» **What you are asked to do**
This exercise calls for the line with "box: [685, 365, 1280, 499]", the line with "positive clicks: (749, 382) (1187, 450)", and all lines between them in the material below, output exactly and with no other lines.

----------------------------------------

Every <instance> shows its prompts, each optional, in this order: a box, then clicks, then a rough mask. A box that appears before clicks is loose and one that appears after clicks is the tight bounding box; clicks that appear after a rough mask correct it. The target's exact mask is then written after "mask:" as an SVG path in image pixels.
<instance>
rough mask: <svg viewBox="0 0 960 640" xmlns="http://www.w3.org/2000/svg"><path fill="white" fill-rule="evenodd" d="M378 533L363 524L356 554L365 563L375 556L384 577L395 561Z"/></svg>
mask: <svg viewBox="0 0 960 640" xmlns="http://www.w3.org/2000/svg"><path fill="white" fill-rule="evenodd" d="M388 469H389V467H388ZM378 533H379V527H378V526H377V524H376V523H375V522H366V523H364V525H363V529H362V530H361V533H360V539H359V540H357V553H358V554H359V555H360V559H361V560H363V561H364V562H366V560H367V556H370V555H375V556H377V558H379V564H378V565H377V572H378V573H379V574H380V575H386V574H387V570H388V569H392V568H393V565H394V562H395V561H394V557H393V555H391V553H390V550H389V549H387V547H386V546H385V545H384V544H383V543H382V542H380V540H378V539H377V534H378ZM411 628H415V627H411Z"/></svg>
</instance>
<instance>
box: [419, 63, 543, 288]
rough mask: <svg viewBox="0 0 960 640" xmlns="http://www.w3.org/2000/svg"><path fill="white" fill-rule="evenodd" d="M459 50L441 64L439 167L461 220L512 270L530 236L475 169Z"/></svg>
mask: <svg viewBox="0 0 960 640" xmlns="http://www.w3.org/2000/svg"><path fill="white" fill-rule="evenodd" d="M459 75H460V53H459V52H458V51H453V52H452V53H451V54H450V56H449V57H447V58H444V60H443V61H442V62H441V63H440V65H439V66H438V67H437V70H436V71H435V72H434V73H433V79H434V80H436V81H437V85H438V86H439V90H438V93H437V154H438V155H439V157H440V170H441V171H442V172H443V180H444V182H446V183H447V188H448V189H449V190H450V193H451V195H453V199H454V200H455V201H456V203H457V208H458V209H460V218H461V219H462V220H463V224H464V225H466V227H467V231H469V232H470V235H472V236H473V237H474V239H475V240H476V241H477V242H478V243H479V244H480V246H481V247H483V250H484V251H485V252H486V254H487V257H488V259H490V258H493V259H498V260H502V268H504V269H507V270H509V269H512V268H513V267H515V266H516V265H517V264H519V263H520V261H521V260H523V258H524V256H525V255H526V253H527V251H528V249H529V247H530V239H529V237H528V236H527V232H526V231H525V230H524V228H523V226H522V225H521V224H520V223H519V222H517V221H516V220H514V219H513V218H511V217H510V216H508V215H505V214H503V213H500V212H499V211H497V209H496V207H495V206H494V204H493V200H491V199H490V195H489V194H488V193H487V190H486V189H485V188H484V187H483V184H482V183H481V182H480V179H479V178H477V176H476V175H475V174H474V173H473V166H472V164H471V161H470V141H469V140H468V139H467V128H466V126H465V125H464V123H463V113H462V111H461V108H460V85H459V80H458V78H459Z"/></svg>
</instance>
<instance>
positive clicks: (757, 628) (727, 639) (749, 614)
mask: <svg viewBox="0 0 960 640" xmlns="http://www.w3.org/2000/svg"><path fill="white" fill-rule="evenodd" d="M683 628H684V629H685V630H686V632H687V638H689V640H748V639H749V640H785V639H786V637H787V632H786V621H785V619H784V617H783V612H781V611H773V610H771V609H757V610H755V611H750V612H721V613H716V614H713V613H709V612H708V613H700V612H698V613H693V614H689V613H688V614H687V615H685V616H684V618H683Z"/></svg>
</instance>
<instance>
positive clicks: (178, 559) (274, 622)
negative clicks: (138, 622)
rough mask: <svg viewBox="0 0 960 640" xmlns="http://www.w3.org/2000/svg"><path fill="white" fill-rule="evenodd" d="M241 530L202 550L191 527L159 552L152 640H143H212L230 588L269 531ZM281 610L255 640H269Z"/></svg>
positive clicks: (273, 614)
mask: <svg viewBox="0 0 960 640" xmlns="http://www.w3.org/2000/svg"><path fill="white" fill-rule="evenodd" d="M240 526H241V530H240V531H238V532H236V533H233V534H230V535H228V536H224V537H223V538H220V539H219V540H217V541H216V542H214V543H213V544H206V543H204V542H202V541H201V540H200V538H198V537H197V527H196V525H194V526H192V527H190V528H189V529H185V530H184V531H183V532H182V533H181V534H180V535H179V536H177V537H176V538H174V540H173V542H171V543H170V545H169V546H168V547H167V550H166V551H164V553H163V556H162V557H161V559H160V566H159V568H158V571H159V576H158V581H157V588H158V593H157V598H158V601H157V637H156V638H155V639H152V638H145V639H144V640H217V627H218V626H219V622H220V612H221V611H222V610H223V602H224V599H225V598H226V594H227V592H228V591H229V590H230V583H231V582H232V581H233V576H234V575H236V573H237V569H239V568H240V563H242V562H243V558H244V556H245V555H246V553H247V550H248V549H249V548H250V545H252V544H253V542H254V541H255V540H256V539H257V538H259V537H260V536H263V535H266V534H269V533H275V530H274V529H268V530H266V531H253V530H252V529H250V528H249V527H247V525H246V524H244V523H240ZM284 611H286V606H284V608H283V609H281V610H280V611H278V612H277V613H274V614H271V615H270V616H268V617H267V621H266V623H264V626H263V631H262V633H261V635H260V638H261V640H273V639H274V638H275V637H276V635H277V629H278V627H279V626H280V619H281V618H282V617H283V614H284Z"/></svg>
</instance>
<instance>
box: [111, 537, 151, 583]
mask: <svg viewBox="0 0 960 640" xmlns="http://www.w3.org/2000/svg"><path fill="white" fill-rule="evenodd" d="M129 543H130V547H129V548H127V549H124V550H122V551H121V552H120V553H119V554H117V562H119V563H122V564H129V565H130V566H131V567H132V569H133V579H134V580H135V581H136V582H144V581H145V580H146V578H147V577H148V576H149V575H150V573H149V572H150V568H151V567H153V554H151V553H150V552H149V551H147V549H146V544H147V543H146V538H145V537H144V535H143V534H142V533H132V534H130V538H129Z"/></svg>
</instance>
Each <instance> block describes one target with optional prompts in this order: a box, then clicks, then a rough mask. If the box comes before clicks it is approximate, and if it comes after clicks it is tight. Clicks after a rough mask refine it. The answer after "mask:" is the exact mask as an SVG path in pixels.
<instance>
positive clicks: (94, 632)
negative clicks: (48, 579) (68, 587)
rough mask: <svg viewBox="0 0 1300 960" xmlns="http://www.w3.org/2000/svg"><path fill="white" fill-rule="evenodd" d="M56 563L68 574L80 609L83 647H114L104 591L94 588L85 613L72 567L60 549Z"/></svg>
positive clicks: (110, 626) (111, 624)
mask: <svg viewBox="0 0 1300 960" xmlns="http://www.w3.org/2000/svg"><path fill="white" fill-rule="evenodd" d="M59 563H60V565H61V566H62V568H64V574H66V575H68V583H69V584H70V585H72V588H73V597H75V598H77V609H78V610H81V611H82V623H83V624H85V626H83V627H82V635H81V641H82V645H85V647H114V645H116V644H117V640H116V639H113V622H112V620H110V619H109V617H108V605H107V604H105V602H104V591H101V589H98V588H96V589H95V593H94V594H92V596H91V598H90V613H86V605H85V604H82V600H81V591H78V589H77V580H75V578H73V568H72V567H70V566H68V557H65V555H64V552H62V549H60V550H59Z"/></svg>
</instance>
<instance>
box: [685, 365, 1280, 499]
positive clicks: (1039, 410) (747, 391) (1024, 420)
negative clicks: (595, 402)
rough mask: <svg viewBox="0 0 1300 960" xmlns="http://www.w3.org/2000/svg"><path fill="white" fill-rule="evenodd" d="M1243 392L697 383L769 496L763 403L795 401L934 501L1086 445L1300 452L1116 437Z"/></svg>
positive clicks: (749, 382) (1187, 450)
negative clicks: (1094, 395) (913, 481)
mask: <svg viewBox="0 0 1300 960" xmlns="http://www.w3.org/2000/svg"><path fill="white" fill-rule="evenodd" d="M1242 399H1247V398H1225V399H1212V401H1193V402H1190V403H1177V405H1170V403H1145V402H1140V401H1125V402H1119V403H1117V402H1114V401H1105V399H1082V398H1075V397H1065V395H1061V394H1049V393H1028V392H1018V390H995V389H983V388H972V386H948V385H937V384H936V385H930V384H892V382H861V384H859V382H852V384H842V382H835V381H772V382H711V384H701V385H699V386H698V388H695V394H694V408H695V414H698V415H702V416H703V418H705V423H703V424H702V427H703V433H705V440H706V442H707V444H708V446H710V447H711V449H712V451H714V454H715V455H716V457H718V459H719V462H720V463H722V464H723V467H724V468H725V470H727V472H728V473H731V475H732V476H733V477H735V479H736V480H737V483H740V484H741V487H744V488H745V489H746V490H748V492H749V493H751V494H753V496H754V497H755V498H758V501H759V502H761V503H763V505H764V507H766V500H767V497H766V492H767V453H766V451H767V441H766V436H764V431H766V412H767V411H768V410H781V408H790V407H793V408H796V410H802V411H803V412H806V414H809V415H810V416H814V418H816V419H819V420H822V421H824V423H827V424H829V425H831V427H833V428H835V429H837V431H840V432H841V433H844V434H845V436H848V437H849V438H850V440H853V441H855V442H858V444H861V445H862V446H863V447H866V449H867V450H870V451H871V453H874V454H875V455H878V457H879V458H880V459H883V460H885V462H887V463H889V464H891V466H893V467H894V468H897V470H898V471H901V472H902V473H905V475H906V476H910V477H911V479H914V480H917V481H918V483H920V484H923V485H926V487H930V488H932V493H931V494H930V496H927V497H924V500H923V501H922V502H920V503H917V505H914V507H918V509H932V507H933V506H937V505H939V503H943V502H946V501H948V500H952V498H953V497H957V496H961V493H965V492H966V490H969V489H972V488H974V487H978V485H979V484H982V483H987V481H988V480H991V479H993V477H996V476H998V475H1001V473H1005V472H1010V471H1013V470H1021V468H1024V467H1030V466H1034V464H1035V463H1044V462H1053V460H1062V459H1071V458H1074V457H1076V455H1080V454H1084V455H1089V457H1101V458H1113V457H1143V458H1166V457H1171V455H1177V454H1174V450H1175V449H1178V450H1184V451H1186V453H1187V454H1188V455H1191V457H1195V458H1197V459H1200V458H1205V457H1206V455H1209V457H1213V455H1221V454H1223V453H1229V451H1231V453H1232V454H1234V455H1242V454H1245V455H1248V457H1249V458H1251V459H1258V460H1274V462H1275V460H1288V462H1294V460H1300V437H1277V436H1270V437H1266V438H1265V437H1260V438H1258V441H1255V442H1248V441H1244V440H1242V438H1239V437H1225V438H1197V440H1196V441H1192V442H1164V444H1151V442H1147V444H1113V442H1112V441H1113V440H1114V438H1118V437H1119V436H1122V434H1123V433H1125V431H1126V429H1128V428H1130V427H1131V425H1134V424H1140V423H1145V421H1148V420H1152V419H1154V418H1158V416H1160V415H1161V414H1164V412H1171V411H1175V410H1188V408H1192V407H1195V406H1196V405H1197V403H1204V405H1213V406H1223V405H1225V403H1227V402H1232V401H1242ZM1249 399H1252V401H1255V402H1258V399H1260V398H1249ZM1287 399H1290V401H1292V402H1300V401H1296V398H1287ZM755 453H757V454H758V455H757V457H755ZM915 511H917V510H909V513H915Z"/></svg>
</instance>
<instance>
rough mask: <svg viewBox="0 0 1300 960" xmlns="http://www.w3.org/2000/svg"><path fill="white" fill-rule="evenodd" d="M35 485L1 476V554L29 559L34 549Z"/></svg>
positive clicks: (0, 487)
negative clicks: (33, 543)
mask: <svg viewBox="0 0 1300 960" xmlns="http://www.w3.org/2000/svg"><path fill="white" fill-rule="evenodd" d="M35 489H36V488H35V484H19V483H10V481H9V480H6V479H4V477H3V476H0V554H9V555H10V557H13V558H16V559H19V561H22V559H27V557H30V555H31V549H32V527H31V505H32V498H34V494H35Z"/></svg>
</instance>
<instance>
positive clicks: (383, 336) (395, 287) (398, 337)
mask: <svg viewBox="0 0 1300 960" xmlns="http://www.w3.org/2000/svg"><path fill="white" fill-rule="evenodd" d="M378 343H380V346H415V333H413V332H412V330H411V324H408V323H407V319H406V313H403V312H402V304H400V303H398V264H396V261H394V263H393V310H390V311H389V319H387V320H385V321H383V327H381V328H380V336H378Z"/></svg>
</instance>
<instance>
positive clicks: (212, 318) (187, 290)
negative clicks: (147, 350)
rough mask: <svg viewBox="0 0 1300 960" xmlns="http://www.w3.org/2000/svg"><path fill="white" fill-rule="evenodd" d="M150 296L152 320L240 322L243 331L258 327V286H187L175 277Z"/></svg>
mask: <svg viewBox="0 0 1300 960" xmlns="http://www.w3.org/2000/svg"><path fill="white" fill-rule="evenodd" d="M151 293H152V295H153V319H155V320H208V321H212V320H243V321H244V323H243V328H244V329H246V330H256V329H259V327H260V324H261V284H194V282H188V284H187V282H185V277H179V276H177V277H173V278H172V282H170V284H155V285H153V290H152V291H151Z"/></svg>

----------------------------------------

» **Reply**
box: [685, 365, 1280, 499]
positive clicks: (1039, 410) (747, 391) (1024, 420)
negative clicks: (595, 402)
rough mask: <svg viewBox="0 0 1300 960" xmlns="http://www.w3.org/2000/svg"><path fill="white" fill-rule="evenodd" d="M1243 392L697 383L769 496L763 403L795 401L934 501L1086 445L1300 452L1116 437Z"/></svg>
positive clicks: (749, 382) (1187, 450)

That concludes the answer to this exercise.